■ Directions for this task: Set down exactly, from the records below, the line with "TARGET = building" through the line with "TARGET = side mirror", and nothing else.

Given records below:

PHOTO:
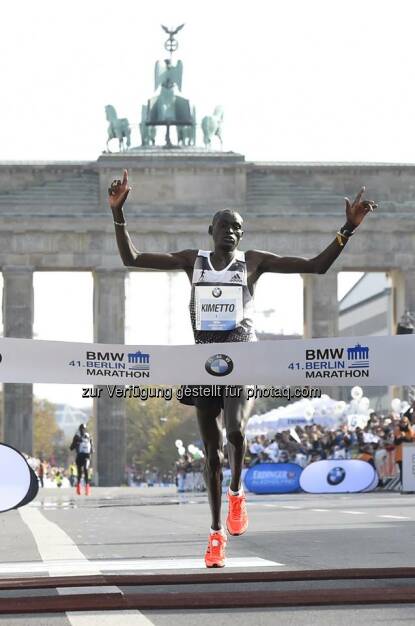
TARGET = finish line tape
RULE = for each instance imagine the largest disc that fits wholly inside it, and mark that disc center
(344, 361)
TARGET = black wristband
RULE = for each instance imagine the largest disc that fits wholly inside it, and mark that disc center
(347, 229)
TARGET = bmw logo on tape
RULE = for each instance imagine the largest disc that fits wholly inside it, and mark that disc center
(336, 476)
(219, 365)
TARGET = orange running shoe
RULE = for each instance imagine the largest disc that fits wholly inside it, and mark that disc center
(215, 553)
(237, 520)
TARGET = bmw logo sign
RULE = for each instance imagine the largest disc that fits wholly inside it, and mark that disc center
(219, 365)
(336, 476)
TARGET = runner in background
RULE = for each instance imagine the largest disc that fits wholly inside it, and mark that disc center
(83, 445)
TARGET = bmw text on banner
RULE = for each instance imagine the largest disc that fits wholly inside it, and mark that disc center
(334, 361)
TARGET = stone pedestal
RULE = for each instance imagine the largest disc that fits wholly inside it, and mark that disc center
(18, 322)
(109, 316)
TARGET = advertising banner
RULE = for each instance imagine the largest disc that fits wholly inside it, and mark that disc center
(338, 476)
(273, 478)
(335, 361)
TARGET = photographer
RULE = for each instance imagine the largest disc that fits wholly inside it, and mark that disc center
(404, 433)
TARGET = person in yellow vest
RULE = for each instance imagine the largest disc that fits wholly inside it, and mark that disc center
(404, 433)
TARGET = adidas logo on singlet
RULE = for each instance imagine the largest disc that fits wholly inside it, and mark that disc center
(236, 278)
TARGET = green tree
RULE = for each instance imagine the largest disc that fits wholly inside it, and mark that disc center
(46, 434)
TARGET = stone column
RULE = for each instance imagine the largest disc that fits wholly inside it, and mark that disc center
(320, 305)
(403, 289)
(109, 316)
(18, 322)
(403, 284)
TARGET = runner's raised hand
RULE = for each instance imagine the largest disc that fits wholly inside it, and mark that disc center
(118, 192)
(358, 209)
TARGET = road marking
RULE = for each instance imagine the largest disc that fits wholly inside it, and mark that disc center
(51, 540)
(289, 506)
(354, 512)
(84, 566)
(394, 516)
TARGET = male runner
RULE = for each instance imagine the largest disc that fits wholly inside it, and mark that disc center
(226, 272)
(83, 445)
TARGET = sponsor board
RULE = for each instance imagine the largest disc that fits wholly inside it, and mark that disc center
(340, 362)
(124, 365)
(273, 478)
(338, 476)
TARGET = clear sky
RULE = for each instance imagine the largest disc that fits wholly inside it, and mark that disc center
(299, 81)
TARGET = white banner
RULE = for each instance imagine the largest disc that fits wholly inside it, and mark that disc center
(345, 361)
(408, 467)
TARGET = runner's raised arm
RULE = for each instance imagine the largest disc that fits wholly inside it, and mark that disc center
(131, 257)
(355, 213)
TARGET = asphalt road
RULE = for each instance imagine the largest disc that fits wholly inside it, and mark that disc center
(155, 530)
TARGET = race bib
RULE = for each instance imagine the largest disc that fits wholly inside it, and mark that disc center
(218, 307)
(85, 446)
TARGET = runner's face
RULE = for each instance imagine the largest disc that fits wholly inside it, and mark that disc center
(227, 231)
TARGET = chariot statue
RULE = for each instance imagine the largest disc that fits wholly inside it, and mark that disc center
(168, 108)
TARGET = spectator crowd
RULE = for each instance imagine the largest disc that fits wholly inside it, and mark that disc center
(382, 435)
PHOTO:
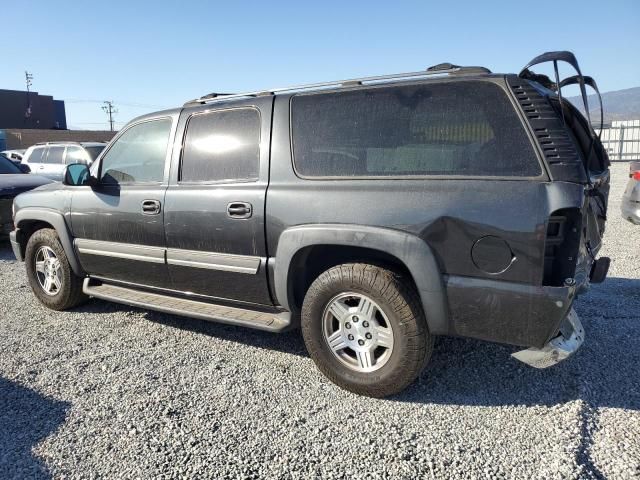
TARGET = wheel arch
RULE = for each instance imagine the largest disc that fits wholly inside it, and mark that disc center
(321, 246)
(30, 220)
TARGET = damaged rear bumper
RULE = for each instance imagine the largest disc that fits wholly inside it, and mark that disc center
(569, 339)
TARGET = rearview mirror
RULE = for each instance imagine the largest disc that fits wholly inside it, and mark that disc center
(77, 174)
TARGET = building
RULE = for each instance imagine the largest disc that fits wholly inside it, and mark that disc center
(19, 109)
(27, 118)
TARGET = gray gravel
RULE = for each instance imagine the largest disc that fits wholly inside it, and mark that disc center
(108, 390)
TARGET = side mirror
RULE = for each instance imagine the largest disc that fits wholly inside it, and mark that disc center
(77, 174)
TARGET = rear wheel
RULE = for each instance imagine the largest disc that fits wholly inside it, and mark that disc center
(365, 329)
(50, 275)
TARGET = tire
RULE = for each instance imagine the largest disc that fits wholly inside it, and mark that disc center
(44, 245)
(332, 305)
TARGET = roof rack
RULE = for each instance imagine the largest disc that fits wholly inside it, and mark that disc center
(440, 69)
(69, 142)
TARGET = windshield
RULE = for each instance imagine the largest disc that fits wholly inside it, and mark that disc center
(7, 166)
(94, 151)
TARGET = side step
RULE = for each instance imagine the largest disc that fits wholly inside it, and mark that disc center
(273, 322)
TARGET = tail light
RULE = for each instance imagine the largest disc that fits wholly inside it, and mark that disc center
(561, 246)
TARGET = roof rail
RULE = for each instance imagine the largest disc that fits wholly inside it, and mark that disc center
(69, 142)
(440, 69)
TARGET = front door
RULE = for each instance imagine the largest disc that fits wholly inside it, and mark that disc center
(214, 206)
(118, 224)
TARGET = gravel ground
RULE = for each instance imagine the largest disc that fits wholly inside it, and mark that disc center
(108, 390)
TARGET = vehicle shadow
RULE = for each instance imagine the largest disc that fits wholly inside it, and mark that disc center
(598, 373)
(287, 342)
(27, 417)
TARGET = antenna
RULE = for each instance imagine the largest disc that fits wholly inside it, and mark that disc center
(110, 110)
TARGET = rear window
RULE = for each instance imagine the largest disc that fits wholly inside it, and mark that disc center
(222, 146)
(94, 151)
(36, 155)
(55, 155)
(462, 128)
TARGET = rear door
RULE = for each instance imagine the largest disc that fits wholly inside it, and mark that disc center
(215, 203)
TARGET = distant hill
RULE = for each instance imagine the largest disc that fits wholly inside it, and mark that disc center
(618, 105)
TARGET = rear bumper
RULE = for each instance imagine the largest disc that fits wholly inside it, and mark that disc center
(506, 312)
(631, 211)
(14, 238)
(569, 339)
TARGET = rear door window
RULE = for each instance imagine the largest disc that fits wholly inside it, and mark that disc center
(453, 129)
(222, 146)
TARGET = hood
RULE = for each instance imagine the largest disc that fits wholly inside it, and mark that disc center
(14, 184)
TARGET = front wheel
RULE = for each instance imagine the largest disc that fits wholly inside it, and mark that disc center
(364, 327)
(50, 275)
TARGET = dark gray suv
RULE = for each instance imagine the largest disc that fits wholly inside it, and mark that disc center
(374, 213)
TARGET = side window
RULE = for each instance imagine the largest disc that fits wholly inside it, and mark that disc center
(138, 155)
(36, 155)
(455, 128)
(222, 145)
(76, 154)
(55, 155)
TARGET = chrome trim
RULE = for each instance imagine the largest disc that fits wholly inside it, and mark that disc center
(214, 261)
(142, 253)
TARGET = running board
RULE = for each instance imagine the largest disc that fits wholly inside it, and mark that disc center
(273, 322)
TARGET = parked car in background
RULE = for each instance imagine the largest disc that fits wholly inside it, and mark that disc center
(13, 181)
(49, 159)
(14, 155)
(631, 198)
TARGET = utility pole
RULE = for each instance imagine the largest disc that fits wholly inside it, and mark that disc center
(28, 78)
(110, 110)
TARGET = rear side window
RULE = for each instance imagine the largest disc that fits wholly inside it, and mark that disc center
(222, 146)
(458, 128)
(55, 155)
(36, 155)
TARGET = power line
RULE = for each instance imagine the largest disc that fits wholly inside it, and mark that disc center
(110, 110)
(124, 104)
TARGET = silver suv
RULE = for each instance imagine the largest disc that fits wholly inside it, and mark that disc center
(50, 159)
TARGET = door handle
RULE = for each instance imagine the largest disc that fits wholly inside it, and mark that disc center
(150, 207)
(239, 210)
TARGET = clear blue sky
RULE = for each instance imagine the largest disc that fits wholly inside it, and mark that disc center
(147, 55)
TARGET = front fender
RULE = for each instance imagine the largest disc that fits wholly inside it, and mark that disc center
(56, 220)
(409, 249)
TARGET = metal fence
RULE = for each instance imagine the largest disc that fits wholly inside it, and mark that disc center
(622, 140)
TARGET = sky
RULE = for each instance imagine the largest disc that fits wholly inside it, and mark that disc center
(149, 55)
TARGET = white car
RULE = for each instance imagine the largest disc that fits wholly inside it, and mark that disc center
(50, 159)
(14, 155)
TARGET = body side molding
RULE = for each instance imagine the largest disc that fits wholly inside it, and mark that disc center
(174, 256)
(214, 261)
(127, 251)
(409, 249)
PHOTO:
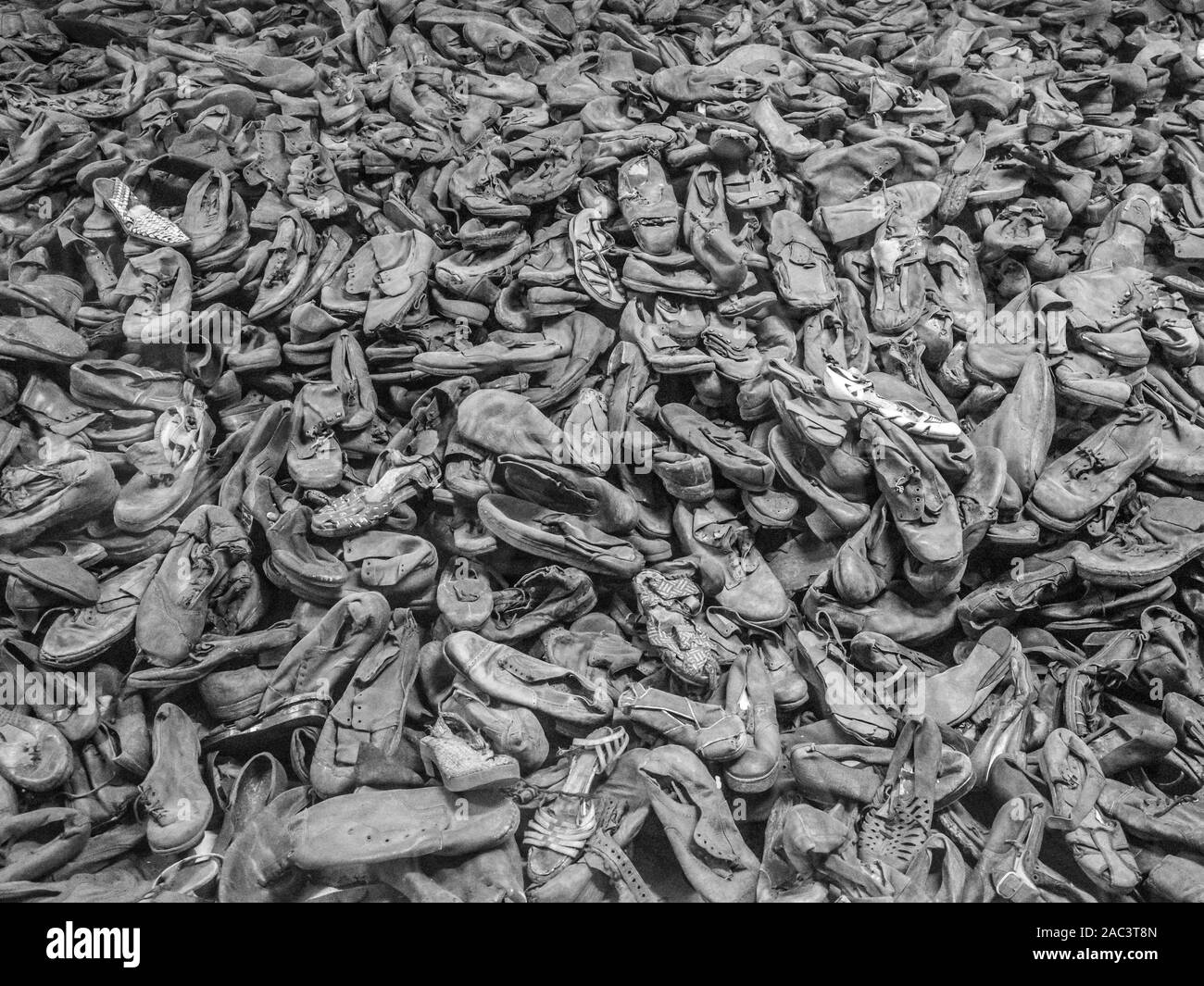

End of Given records.

■ Output of the task:
TARGET = building
RULE = for each instance imagine the largest disc that fits wholly inside it, and mark that disc center
(19, 109)
(27, 118)
TARGET = gray gravel
RULE = for each instance imagine the largest disc that fits wholly inside it, and mark that disc center
(108, 390)
TARGET = side mirror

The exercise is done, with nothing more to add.